### EXERCISE OBJECTIVE
Express the records, from the start through the line containing "[1091, 118]", as a JSON list of strings with one string per line, skipping blank lines. Leave the pictures out.

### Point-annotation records
═══
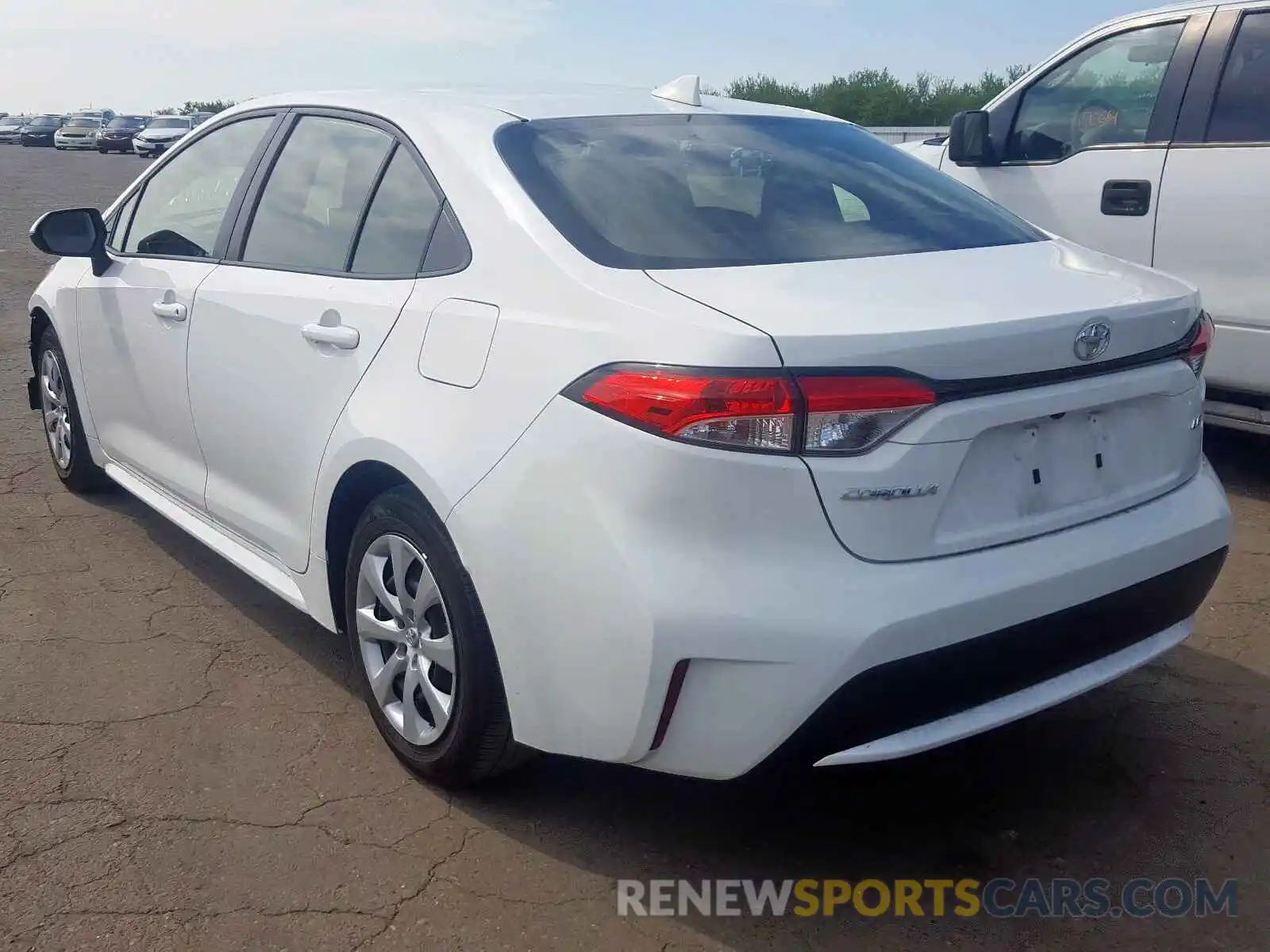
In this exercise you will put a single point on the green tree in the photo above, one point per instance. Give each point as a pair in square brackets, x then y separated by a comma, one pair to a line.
[209, 106]
[876, 98]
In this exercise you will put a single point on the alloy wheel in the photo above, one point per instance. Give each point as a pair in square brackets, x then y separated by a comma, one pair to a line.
[406, 644]
[56, 406]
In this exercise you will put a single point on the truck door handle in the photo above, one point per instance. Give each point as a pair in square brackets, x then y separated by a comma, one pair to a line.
[336, 334]
[171, 310]
[1130, 197]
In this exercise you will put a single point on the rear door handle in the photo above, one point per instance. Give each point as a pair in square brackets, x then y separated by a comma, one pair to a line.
[336, 334]
[1127, 197]
[171, 310]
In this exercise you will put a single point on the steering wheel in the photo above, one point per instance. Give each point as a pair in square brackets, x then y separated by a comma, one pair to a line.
[1091, 118]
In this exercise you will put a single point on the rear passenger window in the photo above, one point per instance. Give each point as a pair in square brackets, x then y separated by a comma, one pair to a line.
[1241, 112]
[315, 194]
[402, 216]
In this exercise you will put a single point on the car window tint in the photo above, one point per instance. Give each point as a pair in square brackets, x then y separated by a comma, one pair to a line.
[448, 251]
[728, 190]
[184, 202]
[1105, 94]
[313, 201]
[1242, 109]
[399, 221]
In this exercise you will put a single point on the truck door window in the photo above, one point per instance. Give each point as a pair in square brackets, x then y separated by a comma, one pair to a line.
[1241, 112]
[1104, 94]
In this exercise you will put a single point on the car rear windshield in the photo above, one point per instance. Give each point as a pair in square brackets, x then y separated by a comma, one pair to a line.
[675, 190]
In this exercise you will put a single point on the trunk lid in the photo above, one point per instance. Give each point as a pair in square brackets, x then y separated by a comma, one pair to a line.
[988, 465]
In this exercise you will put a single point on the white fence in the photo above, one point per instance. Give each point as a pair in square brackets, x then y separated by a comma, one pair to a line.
[907, 133]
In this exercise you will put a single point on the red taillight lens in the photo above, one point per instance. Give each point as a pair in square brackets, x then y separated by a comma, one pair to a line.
[854, 414]
[749, 413]
[1202, 344]
[818, 414]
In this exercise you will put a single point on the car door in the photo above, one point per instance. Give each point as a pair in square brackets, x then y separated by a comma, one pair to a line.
[1213, 225]
[1081, 148]
[133, 321]
[325, 266]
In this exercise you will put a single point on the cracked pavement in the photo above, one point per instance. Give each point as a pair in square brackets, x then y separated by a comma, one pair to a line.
[183, 765]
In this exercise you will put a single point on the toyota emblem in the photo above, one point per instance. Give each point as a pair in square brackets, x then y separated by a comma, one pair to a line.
[1094, 340]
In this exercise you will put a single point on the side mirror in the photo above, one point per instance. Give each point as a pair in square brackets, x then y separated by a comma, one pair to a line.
[73, 232]
[969, 141]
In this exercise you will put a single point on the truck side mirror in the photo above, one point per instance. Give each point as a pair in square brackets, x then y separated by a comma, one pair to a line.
[969, 141]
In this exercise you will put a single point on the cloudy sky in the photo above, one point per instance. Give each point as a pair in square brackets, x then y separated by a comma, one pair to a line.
[139, 55]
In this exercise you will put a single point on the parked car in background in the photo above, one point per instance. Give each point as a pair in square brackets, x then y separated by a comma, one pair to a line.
[10, 129]
[1147, 139]
[160, 135]
[117, 135]
[103, 116]
[591, 442]
[40, 130]
[78, 132]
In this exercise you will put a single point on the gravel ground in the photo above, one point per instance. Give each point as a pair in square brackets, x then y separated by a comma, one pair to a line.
[184, 766]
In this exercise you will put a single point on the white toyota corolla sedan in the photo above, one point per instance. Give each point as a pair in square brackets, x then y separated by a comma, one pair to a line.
[651, 428]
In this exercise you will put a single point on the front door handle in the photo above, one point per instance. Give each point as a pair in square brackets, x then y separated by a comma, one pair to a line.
[336, 334]
[1130, 197]
[171, 310]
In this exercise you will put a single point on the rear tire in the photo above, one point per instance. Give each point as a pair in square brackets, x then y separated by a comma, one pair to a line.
[431, 651]
[64, 428]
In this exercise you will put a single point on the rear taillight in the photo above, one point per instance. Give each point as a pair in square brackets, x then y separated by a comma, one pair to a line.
[854, 414]
[1202, 344]
[813, 414]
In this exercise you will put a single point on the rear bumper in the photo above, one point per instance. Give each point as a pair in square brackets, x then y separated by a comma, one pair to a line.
[918, 702]
[605, 558]
[152, 148]
[1240, 410]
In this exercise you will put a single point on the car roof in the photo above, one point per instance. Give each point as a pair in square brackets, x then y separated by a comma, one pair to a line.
[1155, 12]
[520, 103]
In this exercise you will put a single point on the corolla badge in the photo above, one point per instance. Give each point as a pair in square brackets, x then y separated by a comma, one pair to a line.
[860, 495]
[1092, 340]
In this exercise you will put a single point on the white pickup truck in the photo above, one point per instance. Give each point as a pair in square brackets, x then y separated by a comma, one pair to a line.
[1149, 139]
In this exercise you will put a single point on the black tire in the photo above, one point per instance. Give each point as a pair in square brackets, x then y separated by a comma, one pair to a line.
[476, 744]
[80, 474]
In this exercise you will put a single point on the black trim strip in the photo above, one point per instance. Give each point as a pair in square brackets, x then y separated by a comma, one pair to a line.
[1198, 105]
[356, 240]
[945, 390]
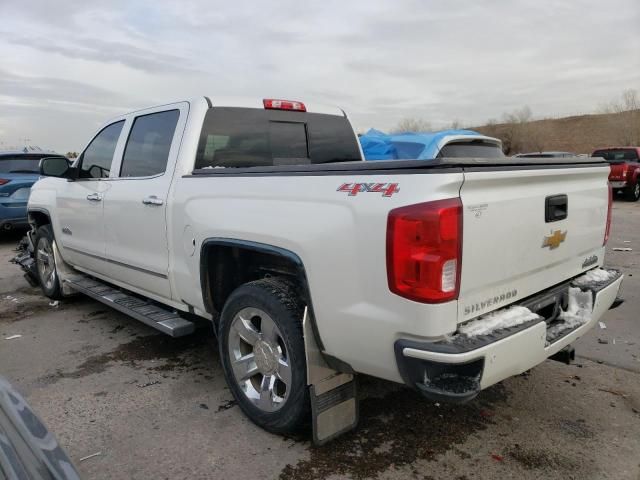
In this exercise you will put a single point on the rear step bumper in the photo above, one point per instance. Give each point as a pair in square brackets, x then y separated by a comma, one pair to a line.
[456, 370]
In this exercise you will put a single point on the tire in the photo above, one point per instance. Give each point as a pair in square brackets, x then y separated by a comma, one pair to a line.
[262, 353]
[632, 192]
[46, 270]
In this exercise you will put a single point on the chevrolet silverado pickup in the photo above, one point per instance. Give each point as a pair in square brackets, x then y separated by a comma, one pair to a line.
[313, 265]
[625, 170]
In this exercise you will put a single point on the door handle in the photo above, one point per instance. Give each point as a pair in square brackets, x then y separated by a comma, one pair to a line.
[94, 197]
[152, 200]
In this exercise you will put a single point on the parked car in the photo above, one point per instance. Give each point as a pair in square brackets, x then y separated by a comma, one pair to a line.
[28, 450]
[313, 265]
[377, 145]
[18, 172]
[625, 168]
[545, 155]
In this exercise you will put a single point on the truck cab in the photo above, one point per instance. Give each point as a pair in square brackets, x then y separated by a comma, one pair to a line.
[625, 167]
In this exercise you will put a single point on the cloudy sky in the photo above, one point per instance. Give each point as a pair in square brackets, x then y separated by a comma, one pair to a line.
[66, 66]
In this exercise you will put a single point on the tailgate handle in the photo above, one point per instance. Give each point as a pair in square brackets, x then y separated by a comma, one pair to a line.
[556, 208]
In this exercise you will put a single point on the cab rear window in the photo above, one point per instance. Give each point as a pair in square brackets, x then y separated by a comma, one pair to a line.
[250, 137]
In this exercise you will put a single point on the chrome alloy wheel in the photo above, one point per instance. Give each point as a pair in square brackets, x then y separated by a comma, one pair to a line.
[259, 359]
[46, 263]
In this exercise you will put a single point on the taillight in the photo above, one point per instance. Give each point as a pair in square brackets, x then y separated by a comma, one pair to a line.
[607, 229]
[424, 250]
[273, 104]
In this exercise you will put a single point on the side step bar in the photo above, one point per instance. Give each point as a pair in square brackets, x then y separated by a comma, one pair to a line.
[154, 315]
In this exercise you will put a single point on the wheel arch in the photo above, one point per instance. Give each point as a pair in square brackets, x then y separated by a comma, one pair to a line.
[39, 216]
[227, 263]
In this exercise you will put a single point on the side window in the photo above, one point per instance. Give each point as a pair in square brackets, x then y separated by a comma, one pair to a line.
[95, 161]
[147, 149]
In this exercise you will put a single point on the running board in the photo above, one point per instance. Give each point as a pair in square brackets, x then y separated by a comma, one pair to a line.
[152, 314]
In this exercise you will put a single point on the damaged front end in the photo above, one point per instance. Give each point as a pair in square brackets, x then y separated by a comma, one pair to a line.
[509, 341]
[25, 258]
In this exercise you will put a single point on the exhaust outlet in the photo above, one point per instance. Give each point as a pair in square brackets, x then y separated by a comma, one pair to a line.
[566, 355]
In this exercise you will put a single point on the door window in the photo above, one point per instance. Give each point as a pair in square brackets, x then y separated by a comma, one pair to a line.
[95, 162]
[147, 150]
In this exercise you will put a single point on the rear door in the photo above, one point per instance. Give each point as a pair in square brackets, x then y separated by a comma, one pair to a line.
[136, 205]
[78, 218]
[525, 230]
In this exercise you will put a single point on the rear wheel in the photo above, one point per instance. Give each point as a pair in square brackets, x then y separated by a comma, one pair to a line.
[262, 353]
[632, 192]
[46, 263]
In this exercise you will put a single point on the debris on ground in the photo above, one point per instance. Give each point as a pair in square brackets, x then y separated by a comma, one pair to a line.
[614, 392]
[90, 456]
[148, 384]
[226, 406]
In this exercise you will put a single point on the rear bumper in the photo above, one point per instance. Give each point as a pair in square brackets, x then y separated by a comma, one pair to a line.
[457, 370]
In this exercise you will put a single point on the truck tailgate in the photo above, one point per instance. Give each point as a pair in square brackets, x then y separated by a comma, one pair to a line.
[515, 244]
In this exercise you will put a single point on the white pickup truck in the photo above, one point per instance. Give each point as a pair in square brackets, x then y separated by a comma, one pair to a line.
[261, 217]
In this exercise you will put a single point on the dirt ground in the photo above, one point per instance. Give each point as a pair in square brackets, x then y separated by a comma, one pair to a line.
[157, 407]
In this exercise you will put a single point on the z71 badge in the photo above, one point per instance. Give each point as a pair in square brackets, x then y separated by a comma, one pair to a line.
[387, 189]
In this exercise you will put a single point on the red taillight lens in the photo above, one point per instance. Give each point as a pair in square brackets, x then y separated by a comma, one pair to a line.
[424, 250]
[273, 104]
[607, 229]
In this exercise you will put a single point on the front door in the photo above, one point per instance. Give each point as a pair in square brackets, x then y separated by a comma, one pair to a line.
[78, 223]
[135, 209]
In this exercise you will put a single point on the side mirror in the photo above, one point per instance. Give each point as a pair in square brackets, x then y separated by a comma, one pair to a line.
[56, 167]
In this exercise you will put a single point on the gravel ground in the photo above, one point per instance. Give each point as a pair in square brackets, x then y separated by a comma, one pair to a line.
[156, 407]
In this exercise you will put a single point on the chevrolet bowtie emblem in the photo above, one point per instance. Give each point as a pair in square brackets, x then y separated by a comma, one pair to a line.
[554, 239]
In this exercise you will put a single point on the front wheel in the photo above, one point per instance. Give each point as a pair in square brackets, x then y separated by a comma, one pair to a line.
[46, 263]
[262, 352]
[632, 192]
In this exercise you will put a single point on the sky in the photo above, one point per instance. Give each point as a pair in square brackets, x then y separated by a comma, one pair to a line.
[67, 66]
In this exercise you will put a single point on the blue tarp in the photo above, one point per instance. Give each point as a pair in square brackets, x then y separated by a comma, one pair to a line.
[377, 145]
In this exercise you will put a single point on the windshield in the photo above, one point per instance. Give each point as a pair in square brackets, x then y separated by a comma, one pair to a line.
[18, 164]
[618, 155]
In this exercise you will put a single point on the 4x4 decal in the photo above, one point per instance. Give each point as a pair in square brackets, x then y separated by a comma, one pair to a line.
[387, 189]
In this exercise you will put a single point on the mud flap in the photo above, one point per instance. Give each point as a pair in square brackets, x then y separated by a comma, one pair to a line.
[334, 400]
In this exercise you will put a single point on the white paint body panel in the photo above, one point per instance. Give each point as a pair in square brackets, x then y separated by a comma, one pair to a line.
[340, 239]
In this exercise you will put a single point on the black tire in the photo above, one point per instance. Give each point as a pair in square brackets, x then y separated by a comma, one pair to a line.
[43, 255]
[632, 192]
[280, 301]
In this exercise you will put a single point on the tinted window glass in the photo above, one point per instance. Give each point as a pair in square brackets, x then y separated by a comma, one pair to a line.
[288, 140]
[617, 155]
[18, 164]
[148, 145]
[247, 137]
[95, 162]
[470, 150]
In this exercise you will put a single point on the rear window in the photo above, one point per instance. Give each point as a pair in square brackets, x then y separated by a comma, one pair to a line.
[19, 164]
[620, 155]
[249, 137]
[470, 150]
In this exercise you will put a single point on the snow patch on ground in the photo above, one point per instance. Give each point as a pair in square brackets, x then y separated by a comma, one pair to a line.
[578, 312]
[509, 317]
[596, 275]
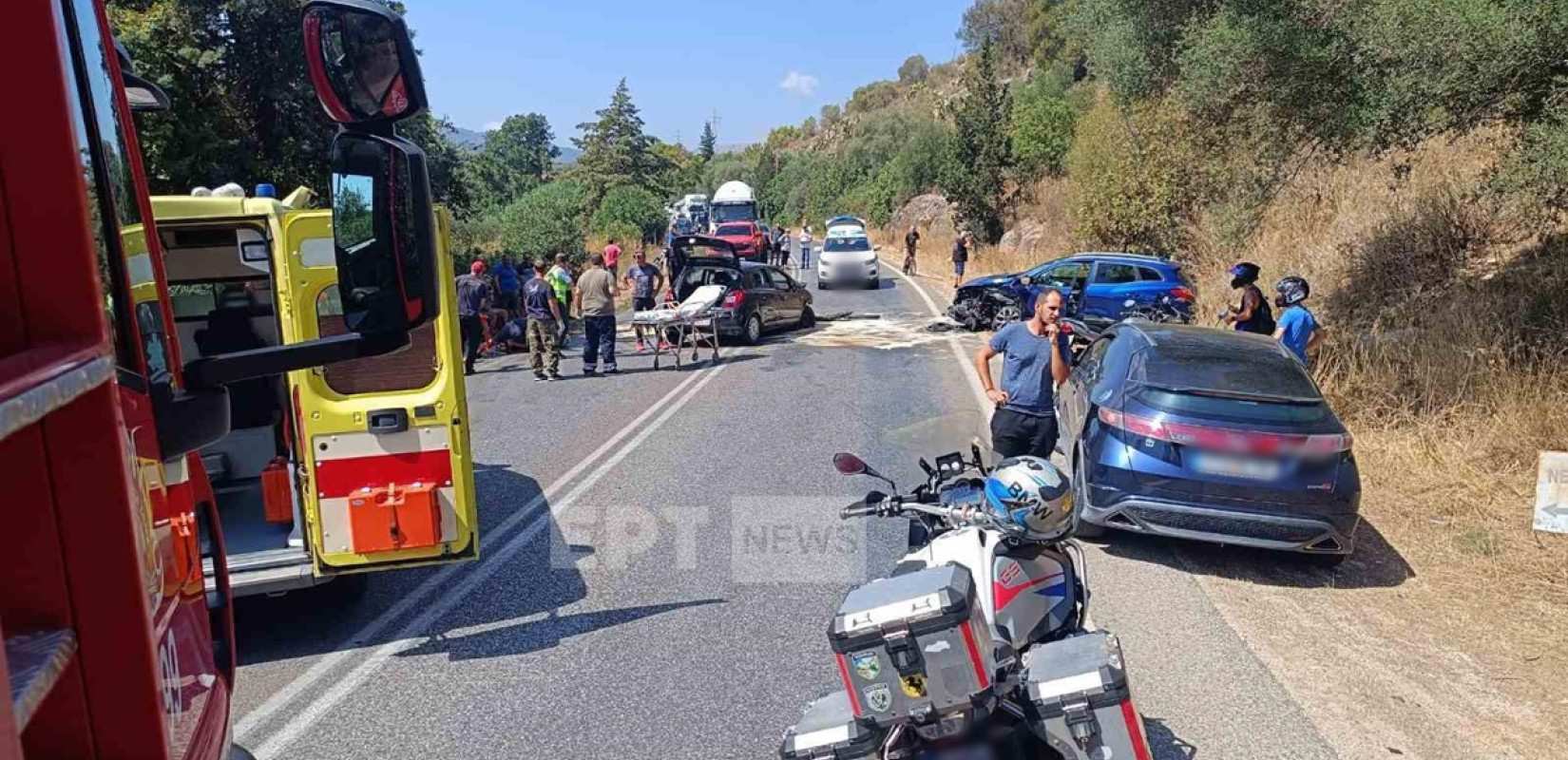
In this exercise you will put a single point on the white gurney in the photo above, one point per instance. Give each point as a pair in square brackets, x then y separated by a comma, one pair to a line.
═══
### FINISHED EXERCISE
[
  "In this exercise you will put a single point on the green tree in the photo above, one point per instance. Give each point as a pair in square brackets, x then y separated by a comma, one pair to a line.",
  "[209, 106]",
  "[876, 98]",
  "In this exercise you will put a single point on the alloy wheel in the photo above, one point per instance. Give each point as a pair in square brackets, x then y separated by a comma, one pair to a line.",
  "[406, 644]",
  "[56, 406]",
  "In this exercise you will put a single point on the truck door handle in the photo above, one point per instance. Give each point as a pair in square brackets, x then y separated by a comma, one pair to a line.",
  "[336, 334]",
  "[171, 310]",
  "[1130, 197]",
  "In this exercise you will put a single point on the rear door handle in the photo above, one point per instance. Give each point as a pair in square brackets, x then y separated by a comma, one pair to a line.",
  "[336, 334]",
  "[1127, 197]",
  "[171, 310]",
  "In this exercise you will put a single point on the steering wheel in the photo above, one point per instance. Give each point as a pair in square brackets, x then y separated by a comma, one pair to a line.",
  "[1091, 118]"
]